Je ne suis pas devin, et je sais que je donne l’impression de vouloir m’acharner (Rétrospective sur les 3 dernières années de Facebook), mais j’ai tout de même un mauvais pressentiment pour l’avenir de Facebook. Vous avez le droit de vous moquer et de prétendre y avoir crû dès le premier jour, mais vous ne pourrez pas me reprocher d’avoir essayé de prendre du recul par rapport à la poule aux oeufs d’or. Suis-je en train de dire que Facebook va fermer ses portes d’ici à la fin de l’année ? Non pas du tout, simplement qu’en tant qu’annonceur, vous devriez vous méfiez de votre dépendance à Facebook, car elle risque de vous coûter cher (littéralement).

Mon rôle n’est pas de jouer les oiseaux de mauvais augure ou de donner des leçons aux autres, mais en tant qu’observateur privilégié, les conseils que je peux vous donner est toujours le même : Construisez une présence durable sur les médias sociaux en capitalisant sur du contenu de qualité et en diversifiant les canaux d’interaction avec vos cibles.

______

→ Liste des tâches:
1 - D'après le texte sur Facebook, de quoi un annonceur devrait-il se méfier ?
2 - Traduisez en anglais cette phrase du texte sur Facebook : « Suis-je en train de dire que Facebook va fermer ses portes d’ici à la fin de l’année ? »
3 - Donnez, s'il vous plaît, la suite du texte sur Facebook après sa dernière phrase.
Les lignes qui suivent proviennent d'une autre source.

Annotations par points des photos
______

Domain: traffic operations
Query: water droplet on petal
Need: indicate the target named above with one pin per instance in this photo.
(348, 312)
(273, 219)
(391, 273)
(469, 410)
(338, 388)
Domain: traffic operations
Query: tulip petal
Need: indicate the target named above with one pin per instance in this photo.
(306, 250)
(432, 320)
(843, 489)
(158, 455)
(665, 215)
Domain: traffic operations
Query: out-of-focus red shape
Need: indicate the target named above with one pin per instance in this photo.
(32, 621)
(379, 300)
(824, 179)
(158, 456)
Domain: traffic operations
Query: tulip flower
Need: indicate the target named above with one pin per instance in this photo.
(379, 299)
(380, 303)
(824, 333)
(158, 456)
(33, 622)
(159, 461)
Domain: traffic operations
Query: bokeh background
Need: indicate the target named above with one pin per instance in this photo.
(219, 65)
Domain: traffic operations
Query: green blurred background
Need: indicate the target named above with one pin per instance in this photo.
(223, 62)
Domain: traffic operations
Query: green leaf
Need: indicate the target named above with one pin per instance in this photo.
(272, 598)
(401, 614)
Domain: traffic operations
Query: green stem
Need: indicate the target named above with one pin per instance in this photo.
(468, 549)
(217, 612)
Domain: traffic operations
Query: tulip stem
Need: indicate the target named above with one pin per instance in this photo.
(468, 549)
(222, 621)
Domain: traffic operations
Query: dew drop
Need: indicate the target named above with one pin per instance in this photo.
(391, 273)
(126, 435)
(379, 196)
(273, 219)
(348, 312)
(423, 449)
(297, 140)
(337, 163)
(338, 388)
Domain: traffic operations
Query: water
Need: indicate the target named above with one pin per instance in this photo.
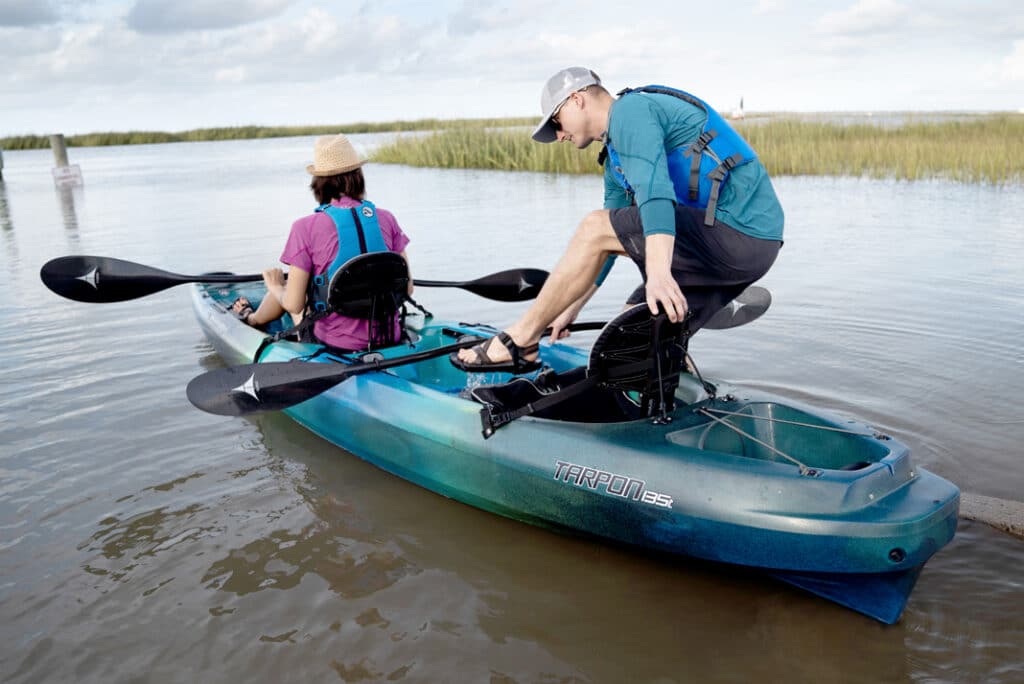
(141, 540)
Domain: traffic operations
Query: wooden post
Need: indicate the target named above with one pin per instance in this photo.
(64, 174)
(59, 152)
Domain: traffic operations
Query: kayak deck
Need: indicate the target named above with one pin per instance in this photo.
(820, 501)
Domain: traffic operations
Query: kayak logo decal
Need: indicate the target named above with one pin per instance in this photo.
(612, 483)
(92, 278)
(250, 387)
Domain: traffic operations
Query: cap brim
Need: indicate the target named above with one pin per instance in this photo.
(545, 132)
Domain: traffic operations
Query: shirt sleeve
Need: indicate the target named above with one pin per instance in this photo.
(615, 196)
(298, 251)
(638, 133)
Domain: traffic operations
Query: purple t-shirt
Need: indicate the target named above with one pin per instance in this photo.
(311, 246)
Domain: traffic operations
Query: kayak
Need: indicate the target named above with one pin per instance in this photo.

______

→ Résultats dans l'ordre:
1 - De sa dépendance à Facebook, car elle risque de lui coûter cher.

2 - Am I saying that Facebook is going to close its doors by the end of the year?

3 -
21 commentaires sur “Facebook sera-t-il le nouveau Yahoo ?

  1. Pas d’accord Yahoo a(vait) bel et bien son propre moteur de recherche avant sa descente aux enfers (un des seuls concurrents de Google valable d’ailleurs).

  2. Petite remarque bien que je ne sois pas rentré dans les articles que tu cites au fur et à mesure du développement de ta réflexion…
    L’orientation que prend Facebook est finalement naturelle quand on regarde l’évolution de cette plateforme sociale : un outil initialement orienté utilisateur qui a atteint un volume d’internautes quasiment maximum en quelques années… Pour continuer à faire évoluer leur réseau social, et surtout le rentabiliser (puisqu’il est rare de voir des sites entièrement fondés sur le crowdsourcing devenir rentable), ils se sont naturellement tournés vers le marché des professionnels et des entreprises…
    Finalement, est-ce qu’on peut leur reprocher d’avoir séduit et conquis une bonne partie des internautes dans le monde et d’avoir ensuite modifié leur positionnement pour continuer à être attractif… C’est simplement l’histoire d’une belle entreprise qui cherche son modèle économique tout en essayant de conserver une qualité de service !

  3. C’est drôle comme tous les 2 nous ne sommes pas très positifs sur l’évolution de Facebook.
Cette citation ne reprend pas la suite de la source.